WRITTEN EXERCISE =
Write out the material below again, unchanged.
+++ RAW DATA
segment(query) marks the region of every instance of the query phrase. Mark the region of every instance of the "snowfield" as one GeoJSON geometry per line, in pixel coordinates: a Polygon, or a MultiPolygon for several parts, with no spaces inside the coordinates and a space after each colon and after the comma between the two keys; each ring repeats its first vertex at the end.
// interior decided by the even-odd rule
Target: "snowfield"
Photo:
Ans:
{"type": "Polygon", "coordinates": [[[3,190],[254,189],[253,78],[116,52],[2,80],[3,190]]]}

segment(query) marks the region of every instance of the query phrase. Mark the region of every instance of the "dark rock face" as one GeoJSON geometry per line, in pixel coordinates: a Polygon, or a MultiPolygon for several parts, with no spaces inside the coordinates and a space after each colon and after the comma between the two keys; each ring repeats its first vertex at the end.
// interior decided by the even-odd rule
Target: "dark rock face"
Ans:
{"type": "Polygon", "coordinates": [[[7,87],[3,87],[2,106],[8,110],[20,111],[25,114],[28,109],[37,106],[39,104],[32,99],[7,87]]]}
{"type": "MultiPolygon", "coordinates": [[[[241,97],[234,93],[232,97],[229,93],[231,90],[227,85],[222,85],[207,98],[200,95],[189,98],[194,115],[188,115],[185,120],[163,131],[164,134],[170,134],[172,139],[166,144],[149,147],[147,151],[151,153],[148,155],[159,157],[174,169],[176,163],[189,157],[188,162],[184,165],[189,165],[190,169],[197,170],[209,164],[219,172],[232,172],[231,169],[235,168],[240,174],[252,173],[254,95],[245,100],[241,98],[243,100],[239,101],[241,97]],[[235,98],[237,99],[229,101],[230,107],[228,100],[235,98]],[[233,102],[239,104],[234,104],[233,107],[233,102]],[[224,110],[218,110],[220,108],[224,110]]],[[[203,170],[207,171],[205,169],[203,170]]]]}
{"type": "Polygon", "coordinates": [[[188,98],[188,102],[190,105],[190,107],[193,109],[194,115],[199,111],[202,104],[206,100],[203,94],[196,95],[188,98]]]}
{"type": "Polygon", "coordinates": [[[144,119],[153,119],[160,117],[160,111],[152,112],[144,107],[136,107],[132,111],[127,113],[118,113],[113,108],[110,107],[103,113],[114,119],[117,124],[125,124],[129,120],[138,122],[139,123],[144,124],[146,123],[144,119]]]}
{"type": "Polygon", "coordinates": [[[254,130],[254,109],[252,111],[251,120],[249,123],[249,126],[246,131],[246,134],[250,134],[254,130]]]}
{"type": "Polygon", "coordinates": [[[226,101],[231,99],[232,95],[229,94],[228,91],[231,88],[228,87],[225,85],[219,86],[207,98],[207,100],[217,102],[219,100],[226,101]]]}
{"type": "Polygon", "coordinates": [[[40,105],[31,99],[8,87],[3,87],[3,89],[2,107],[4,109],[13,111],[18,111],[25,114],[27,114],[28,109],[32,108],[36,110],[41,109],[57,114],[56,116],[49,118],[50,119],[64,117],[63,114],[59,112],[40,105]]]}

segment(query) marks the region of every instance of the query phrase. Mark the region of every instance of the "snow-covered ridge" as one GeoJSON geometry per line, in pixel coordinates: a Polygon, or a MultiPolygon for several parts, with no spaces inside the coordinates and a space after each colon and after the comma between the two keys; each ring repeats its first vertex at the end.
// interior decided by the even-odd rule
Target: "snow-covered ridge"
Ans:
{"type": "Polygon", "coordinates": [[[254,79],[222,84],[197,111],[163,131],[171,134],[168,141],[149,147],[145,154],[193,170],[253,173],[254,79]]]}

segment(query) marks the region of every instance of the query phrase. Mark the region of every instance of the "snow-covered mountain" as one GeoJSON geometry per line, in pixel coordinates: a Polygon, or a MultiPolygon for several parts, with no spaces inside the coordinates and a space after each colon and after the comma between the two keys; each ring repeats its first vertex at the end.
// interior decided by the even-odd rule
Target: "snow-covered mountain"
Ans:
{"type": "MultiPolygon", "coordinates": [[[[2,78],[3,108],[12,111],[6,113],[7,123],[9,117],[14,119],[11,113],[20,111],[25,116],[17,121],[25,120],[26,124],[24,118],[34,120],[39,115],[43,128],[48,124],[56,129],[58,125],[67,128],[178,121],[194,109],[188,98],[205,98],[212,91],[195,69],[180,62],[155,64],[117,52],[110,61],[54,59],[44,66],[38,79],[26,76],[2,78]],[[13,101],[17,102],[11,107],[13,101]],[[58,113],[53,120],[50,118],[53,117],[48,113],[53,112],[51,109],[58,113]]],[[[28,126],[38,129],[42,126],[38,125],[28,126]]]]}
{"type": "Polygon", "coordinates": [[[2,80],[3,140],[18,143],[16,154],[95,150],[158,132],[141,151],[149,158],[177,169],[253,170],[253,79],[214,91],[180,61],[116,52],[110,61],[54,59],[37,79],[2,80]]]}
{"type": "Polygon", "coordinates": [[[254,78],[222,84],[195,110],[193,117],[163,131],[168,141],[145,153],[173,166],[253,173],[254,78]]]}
++++++
THE REPLY =
segment(query) marks the region of every instance of the query phrase. Mark the region of every instance of the "snowfield" as one GeoJSON geometry per line, in pixel coordinates: a Polygon, or a MultiPolygon for several parts, with no spaces inside the coordinates and a space after each colon and after the comma between the two keys; each ring repeats its first vertex at the end.
// interior decided by the even-odd rule
Target: "snowfield"
Photo:
Ans:
{"type": "Polygon", "coordinates": [[[3,190],[254,189],[253,78],[116,52],[2,80],[3,190]]]}

segment(query) marks the region of every instance of the query phrase. Mark the region of every instance of the "dark rock face" as one GeoJSON geometry per line, in pixel coordinates: a Polygon, or a MultiPolygon for several parts, with no spaces inside the coordinates and a space after each colon and after the comma between the two keys; each ring repeats its first vertex at the end.
// interior decided by the even-odd rule
Target: "dark rock face"
Ans:
{"type": "Polygon", "coordinates": [[[7,87],[3,87],[2,106],[8,110],[20,111],[25,114],[28,109],[37,106],[39,104],[32,99],[7,87]]]}
{"type": "MultiPolygon", "coordinates": [[[[241,97],[234,93],[232,97],[229,93],[231,90],[227,85],[222,85],[207,98],[200,95],[189,98],[194,115],[188,115],[185,120],[163,131],[164,134],[170,134],[172,139],[166,144],[149,147],[147,151],[151,153],[148,155],[159,157],[174,169],[176,163],[189,157],[188,162],[184,165],[189,165],[190,169],[197,170],[209,164],[219,172],[232,172],[231,169],[235,168],[240,174],[252,173],[254,95],[245,100],[241,98],[243,100],[239,101],[241,97]],[[235,98],[237,99],[229,101],[230,107],[228,100],[235,98]],[[233,102],[239,104],[234,104],[233,107],[233,102]],[[224,110],[218,110],[220,108],[224,110]]],[[[203,170],[207,171],[205,169],[203,170]]]]}
{"type": "Polygon", "coordinates": [[[188,98],[188,102],[190,105],[190,107],[193,109],[194,115],[199,111],[202,104],[206,100],[203,94],[196,95],[188,98]]]}
{"type": "Polygon", "coordinates": [[[144,119],[153,119],[160,117],[160,111],[152,112],[144,107],[136,107],[132,111],[127,113],[118,113],[113,108],[110,107],[103,113],[114,119],[117,124],[125,124],[129,120],[138,122],[139,123],[144,124],[146,123],[144,119]]]}
{"type": "Polygon", "coordinates": [[[254,130],[254,109],[252,111],[251,120],[249,123],[249,126],[246,131],[246,134],[250,134],[254,130]]]}
{"type": "Polygon", "coordinates": [[[226,101],[231,99],[232,95],[229,94],[228,91],[231,88],[228,87],[225,85],[219,86],[207,98],[207,100],[217,102],[219,100],[226,101]]]}
{"type": "Polygon", "coordinates": [[[40,105],[31,99],[8,87],[3,87],[3,89],[2,107],[4,109],[13,111],[18,111],[25,114],[27,114],[28,109],[32,108],[36,110],[41,109],[57,114],[56,116],[49,118],[50,119],[64,117],[63,114],[59,112],[40,105]]]}

segment(query) marks the region of every instance of the query phrase. Mark the region of every instance of the "snow-covered ridge" as one GeoJSON geometry per line, in pixel coordinates: a Polygon, or a MultiPolygon for several parts, with no spaces inside the coordinates and a space after each colon and after the comma between the two keys; each ring repeats its first vertex at the end.
// interior decided by the even-odd rule
Target: "snow-covered ridge"
Ans:
{"type": "Polygon", "coordinates": [[[254,79],[222,84],[197,111],[163,131],[171,134],[168,141],[149,147],[145,154],[193,170],[253,173],[254,79]]]}

segment(query) marks the region of every instance of the query phrase. Mark the region of every instance of the "snow-covered mountain" as one GeoJSON geometry per line, in pixel coordinates: a Polygon, or a MultiPolygon for several parts, with no spaces inside the coordinates and a space after each colon and after the comma between the two keys; each ring repeats its first vertex at the end.
// interior decided by the even-odd rule
Target: "snow-covered mountain"
Ans:
{"type": "MultiPolygon", "coordinates": [[[[2,78],[3,108],[12,111],[6,113],[7,123],[9,117],[14,119],[11,113],[20,111],[25,116],[17,121],[25,120],[26,124],[24,118],[34,120],[39,115],[43,128],[48,124],[56,129],[58,125],[67,128],[178,121],[194,109],[188,98],[205,98],[212,91],[195,69],[180,62],[155,64],[117,52],[110,61],[54,59],[44,66],[38,79],[26,76],[2,78]],[[13,101],[17,102],[11,107],[13,101]],[[58,113],[53,120],[50,118],[53,117],[48,113],[53,112],[51,109],[58,113]]],[[[28,126],[38,129],[42,126],[38,125],[28,126]]]]}
{"type": "Polygon", "coordinates": [[[2,80],[3,140],[18,143],[16,154],[95,150],[158,132],[141,151],[149,158],[177,169],[253,170],[253,79],[214,91],[180,61],[116,52],[110,61],[54,59],[37,79],[2,80]]]}
{"type": "Polygon", "coordinates": [[[254,78],[222,84],[195,110],[193,117],[163,131],[168,141],[145,153],[173,166],[253,173],[254,78]]]}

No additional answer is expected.